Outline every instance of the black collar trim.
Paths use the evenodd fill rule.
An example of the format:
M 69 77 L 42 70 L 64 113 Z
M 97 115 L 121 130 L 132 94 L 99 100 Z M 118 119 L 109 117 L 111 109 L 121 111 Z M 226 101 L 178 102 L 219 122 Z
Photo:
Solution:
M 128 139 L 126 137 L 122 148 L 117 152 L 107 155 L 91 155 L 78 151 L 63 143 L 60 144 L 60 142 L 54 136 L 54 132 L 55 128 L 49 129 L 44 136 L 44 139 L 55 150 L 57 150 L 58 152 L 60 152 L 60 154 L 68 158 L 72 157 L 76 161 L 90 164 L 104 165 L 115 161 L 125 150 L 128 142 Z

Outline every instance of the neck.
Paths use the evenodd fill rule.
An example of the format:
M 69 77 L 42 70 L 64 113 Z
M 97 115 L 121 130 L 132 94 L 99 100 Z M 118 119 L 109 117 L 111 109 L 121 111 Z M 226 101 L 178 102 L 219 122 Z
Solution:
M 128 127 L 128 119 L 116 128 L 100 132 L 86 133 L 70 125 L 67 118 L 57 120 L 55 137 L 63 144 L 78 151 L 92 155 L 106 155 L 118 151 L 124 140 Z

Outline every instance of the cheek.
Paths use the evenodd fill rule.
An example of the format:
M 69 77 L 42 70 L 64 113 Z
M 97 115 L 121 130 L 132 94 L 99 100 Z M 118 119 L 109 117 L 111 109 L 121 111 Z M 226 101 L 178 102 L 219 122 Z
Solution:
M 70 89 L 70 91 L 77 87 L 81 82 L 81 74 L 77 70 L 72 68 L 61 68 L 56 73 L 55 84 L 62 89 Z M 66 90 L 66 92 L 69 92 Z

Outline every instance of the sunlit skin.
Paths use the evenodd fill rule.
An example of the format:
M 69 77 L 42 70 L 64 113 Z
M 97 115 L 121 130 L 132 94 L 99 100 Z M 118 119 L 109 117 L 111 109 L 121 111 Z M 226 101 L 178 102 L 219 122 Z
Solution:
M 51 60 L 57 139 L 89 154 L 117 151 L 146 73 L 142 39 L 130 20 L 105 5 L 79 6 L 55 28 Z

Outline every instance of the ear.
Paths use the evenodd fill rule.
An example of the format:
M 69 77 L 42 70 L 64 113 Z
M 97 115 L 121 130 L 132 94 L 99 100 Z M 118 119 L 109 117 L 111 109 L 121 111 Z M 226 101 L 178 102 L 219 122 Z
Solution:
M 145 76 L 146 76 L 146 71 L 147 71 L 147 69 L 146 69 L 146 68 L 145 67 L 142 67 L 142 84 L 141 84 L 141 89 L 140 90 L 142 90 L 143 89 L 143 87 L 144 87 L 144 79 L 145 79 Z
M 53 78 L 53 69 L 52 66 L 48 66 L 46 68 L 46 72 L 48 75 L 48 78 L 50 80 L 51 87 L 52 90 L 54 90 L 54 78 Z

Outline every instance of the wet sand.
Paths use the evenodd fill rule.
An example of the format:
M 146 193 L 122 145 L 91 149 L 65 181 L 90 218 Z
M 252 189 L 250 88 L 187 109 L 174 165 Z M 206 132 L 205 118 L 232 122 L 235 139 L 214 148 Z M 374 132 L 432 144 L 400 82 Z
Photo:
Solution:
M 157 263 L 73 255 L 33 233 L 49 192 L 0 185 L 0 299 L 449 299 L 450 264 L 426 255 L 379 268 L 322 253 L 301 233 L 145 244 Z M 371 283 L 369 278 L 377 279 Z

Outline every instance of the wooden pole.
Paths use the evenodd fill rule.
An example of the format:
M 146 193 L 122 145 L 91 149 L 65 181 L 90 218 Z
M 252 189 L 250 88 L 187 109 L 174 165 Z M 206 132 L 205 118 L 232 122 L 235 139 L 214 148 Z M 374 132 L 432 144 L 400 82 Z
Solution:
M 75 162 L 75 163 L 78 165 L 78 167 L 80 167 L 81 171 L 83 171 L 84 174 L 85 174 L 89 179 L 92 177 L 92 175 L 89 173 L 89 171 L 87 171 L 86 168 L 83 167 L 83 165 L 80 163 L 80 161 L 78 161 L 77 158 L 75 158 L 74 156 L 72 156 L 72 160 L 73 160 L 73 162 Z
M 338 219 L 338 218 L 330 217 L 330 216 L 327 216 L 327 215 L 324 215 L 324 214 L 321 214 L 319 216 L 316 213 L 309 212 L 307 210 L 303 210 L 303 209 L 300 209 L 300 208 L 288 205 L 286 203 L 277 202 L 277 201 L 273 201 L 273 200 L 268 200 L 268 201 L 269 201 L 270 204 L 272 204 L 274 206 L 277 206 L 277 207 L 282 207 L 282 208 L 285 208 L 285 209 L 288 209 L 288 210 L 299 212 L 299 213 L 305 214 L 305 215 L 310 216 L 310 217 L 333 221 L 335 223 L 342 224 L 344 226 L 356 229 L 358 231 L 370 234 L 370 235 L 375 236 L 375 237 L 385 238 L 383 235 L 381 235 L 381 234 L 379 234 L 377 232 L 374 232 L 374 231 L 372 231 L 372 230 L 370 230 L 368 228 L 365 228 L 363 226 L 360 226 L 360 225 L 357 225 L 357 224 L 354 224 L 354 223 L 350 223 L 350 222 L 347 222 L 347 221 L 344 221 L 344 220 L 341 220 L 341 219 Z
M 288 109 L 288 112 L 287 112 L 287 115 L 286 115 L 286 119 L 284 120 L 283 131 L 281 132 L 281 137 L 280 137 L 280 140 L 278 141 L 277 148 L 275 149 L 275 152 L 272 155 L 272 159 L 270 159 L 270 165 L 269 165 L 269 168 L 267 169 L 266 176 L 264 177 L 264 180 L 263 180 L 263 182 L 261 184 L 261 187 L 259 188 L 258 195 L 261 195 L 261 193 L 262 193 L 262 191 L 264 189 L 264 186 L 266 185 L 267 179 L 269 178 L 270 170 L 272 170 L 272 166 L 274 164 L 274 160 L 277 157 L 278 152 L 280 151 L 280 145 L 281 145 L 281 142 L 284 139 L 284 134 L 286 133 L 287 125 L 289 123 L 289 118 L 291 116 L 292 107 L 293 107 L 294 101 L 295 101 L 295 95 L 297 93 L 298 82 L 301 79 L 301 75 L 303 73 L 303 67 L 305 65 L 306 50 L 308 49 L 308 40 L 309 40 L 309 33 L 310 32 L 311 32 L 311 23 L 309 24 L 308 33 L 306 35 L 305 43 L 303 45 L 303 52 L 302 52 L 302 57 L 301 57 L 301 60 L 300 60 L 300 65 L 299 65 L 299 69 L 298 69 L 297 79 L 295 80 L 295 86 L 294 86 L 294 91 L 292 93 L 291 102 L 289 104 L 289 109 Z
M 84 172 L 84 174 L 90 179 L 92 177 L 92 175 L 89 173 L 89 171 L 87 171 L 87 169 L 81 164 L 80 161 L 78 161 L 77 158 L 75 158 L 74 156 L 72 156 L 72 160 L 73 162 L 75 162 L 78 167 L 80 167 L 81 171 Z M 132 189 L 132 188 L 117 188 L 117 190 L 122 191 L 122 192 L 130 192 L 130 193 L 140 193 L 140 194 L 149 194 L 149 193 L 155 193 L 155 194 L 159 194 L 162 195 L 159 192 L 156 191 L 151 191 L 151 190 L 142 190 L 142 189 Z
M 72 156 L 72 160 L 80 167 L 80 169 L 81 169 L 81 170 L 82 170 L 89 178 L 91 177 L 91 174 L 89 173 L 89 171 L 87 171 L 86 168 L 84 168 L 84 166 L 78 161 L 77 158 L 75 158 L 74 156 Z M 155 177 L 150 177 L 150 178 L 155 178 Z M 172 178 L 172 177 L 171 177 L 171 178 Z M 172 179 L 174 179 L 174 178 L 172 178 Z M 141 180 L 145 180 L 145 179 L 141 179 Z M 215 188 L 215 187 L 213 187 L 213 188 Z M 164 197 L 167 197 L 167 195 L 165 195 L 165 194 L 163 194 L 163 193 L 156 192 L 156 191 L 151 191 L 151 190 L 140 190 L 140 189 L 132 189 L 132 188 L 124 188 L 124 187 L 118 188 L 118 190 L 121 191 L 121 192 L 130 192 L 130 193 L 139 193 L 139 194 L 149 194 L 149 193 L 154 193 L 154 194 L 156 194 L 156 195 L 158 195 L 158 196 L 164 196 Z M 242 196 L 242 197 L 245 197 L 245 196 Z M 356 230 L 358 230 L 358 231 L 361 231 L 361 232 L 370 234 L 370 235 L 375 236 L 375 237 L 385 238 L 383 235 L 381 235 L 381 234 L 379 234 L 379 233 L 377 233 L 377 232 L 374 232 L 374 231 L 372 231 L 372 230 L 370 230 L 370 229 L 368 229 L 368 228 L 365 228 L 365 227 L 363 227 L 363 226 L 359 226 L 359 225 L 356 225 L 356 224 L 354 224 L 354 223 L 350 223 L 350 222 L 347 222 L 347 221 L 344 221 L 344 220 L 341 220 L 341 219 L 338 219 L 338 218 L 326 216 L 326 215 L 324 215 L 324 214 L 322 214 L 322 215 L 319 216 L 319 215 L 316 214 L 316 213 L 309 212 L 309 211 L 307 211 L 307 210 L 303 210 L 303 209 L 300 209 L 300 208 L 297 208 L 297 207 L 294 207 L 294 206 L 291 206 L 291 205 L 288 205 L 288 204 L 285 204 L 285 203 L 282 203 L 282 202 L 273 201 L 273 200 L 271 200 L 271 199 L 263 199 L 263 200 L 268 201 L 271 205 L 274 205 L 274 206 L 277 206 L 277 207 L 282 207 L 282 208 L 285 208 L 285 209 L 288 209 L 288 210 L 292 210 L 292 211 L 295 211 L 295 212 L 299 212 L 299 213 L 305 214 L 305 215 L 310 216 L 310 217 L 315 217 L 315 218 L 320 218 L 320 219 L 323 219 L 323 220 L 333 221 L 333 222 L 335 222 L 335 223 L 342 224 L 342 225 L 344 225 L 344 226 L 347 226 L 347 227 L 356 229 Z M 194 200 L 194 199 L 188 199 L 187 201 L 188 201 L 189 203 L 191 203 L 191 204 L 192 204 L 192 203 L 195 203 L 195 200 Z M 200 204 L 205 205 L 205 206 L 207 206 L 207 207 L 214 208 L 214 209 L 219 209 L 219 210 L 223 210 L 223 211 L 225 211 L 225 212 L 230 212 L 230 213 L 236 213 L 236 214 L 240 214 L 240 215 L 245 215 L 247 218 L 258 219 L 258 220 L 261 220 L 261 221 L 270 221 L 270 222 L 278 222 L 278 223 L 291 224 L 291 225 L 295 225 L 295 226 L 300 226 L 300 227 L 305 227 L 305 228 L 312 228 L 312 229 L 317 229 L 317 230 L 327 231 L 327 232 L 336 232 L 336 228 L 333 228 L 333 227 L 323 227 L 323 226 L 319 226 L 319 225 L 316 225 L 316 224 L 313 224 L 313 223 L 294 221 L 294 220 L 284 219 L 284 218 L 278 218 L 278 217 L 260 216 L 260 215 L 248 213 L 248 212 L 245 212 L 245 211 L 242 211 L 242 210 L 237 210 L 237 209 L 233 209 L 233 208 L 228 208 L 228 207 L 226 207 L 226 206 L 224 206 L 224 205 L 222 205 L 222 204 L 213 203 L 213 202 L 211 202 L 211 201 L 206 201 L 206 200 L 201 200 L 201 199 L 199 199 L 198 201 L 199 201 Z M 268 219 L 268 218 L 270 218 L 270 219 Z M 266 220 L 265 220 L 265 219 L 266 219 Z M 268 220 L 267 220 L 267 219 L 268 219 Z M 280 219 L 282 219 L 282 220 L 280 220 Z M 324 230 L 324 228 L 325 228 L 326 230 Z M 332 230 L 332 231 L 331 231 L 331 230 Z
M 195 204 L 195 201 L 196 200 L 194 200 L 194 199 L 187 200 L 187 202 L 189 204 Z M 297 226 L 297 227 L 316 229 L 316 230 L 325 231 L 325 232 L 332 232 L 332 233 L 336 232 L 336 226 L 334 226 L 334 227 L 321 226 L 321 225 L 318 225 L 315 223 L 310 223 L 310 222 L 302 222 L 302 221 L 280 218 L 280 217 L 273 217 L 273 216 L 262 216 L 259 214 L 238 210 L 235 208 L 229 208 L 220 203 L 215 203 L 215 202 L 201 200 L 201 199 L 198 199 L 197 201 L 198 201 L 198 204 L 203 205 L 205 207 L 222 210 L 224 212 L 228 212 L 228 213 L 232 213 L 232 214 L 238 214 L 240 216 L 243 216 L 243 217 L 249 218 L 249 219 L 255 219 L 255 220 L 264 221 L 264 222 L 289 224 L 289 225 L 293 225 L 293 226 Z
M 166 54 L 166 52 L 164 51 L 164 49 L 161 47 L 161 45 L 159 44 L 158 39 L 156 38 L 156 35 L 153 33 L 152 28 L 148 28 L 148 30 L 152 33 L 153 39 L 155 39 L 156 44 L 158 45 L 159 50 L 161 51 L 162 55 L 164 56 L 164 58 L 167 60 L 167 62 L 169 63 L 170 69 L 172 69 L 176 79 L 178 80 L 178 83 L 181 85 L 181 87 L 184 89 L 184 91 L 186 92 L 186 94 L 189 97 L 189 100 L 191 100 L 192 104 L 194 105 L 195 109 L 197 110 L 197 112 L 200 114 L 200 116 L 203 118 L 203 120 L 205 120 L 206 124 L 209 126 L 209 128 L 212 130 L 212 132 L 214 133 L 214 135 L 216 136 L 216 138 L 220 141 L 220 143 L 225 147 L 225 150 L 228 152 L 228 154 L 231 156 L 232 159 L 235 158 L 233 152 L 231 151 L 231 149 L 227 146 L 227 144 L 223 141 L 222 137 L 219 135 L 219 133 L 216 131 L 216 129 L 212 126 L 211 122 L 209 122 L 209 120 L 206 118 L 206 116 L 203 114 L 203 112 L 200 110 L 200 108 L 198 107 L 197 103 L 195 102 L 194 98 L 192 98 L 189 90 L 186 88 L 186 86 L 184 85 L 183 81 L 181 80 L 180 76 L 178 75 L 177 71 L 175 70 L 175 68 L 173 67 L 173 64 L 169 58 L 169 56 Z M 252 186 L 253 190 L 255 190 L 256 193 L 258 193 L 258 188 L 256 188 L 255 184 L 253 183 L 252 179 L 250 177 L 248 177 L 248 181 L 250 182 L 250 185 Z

-------

▶ [What to produce]: Copy the material verbatim, starting at its first line and ending after the line that contains "M 128 127 L".

▶ [Solution for this problem]:
Outline every instance of the black collar trim.
Paths use the evenodd fill rule.
An example of the format:
M 69 77 L 42 70 L 64 113 Z
M 97 115 L 121 130 L 132 94 L 99 100 Z M 118 119 L 109 117 L 111 109 L 121 111 Z M 226 101 L 178 102 L 219 122 Z
Photo:
Solution:
M 128 139 L 126 137 L 122 148 L 117 152 L 107 155 L 91 155 L 78 151 L 63 143 L 60 144 L 60 142 L 54 136 L 54 132 L 55 128 L 49 129 L 44 136 L 44 139 L 55 150 L 57 150 L 58 152 L 60 152 L 60 154 L 68 158 L 72 157 L 76 161 L 90 164 L 104 165 L 115 161 L 125 150 L 128 142 Z

Outline every instance of the neck.
Paths use the evenodd fill rule.
An example of the format:
M 69 77 L 42 70 L 64 113 Z
M 97 115 L 121 130 L 132 94 L 99 100 Z M 118 119 L 109 117 L 111 109 L 121 111 Z M 226 101 L 178 102 L 219 122 Z
Solution:
M 128 127 L 128 119 L 116 128 L 100 132 L 86 133 L 70 125 L 67 118 L 57 120 L 55 137 L 63 144 L 78 151 L 92 155 L 106 155 L 118 151 L 124 140 Z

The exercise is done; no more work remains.